TASK DESCRIPTION: Restate every entry verbatim; drop the pictures.

TASK DATA:
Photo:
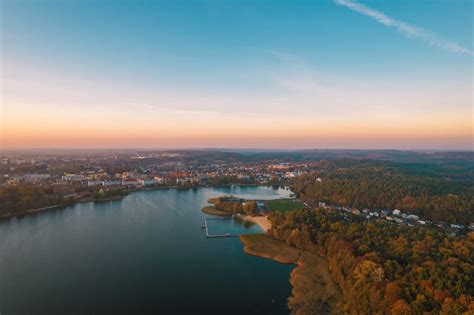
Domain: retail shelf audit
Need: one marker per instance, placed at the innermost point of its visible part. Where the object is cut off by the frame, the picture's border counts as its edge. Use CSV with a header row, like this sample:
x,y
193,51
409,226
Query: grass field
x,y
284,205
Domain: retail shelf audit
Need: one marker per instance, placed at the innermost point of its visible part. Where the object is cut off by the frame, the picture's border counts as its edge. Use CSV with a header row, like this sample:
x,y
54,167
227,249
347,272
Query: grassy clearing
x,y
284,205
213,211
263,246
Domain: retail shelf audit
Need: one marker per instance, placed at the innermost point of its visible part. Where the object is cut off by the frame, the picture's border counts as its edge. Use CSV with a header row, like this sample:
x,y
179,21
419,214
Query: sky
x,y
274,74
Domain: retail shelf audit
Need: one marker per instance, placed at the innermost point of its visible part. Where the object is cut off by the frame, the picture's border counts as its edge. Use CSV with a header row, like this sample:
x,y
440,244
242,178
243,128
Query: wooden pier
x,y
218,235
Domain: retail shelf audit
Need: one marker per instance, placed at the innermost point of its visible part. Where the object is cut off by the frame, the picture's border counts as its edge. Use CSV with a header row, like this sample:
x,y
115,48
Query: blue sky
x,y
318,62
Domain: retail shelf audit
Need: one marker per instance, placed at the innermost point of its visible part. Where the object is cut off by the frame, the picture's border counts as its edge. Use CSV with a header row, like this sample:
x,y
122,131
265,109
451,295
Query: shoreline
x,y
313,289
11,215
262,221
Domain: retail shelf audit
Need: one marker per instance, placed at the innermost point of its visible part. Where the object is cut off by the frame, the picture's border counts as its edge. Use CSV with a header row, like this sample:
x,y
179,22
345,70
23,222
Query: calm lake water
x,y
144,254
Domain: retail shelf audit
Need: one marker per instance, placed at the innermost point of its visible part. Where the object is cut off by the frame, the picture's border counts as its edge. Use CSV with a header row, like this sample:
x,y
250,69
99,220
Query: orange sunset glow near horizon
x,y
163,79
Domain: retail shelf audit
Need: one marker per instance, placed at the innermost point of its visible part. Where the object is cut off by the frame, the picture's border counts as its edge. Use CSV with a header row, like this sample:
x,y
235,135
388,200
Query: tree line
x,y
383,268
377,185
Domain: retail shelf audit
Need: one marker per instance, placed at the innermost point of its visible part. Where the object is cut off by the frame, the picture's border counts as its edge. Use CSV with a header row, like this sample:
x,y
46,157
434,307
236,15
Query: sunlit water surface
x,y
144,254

TASK RESULT:
Photo:
Domain: retail shelf audit
Need: one marker per instance, placed at the innermost point of its visible part. Where the object is cut off by the frame, the picture's border counts as its edge. Use CSV with a header row, like this sample:
x,y
193,51
409,226
Query: grass field
x,y
284,205
Domain: retail shelf audit
Need: one marker per instance, placed at the innermost point of its visible part. Where the object is cut off by the frame, the picture's border counts as its edge. Use CSV with a header row, like this sample:
x,y
54,167
227,249
347,272
Query: grassy clearing
x,y
284,205
213,211
263,246
Domain: retail shelf audit
Need: one marker per instance, placed at the innermost point of its visible part. Where the object is cut off by the frame, the picture's border counts as its edge. Use CSV with a header row, like this sample:
x,y
179,21
419,214
Query: sky
x,y
274,74
Domain: retail shelf audit
Need: one marker per instance, placed at the innermost point of its visible part. Where the object is cut off by the frame, the picture's border counts as its edge. Use CSV with a header row, like this sample:
x,y
440,244
242,178
243,128
Query: wooden pier
x,y
218,235
Domain: retail shelf audit
Need: one marker per instance, placed at the innermost point of its visible part. Where the object is cut off by the frame, the picture's border counts as its edge. Use CSV with a header row, like this sample:
x,y
115,48
Query: blue sky
x,y
318,62
Domain: retail shelf audit
Need: one marker per instance, placed at the innermost point of its visible part. Where the object is cut off by the frame, the picture's border counts as its edge. Use CSV with a header row, like this sample:
x,y
122,131
265,109
451,295
Query: shoreline
x,y
313,289
11,215
262,221
Domain: retail shelf audit
Need: one marker per instance, placed at the innermost point of its visible part. Where the object is cut off by the frame, the picture's border counts as its edge. Use CSV with a header row, like this sample:
x,y
179,22
345,70
23,222
Query: calm lake water
x,y
144,254
Domain: retail shelf audit
Need: one marker per instance, placed at the innermost point of its visible part. Where the object is cut off by the frame, the picture's border counts as its edge. Use CSV with a header row, like this sample:
x,y
250,69
99,220
Query: orange sunset glow near horizon
x,y
163,79
Domain: retail shelf audit
Need: one marker per instance, placed at the innermost point of its visible part. Where the object is cut off by the frame, the picture's border counts as its edge. Use CSV with a header row, like this sample:
x,y
235,135
388,200
Query: tree line
x,y
383,268
377,185
Domain: retail shelf audit
Need: one marker per instance, placed at the innermost point of its visible part. Where the object is cut off by the frame, the picture's border counts as its edge. Use CSV with a header row, like this sample:
x,y
46,157
434,307
236,15
Query: sunlit water surface
x,y
144,254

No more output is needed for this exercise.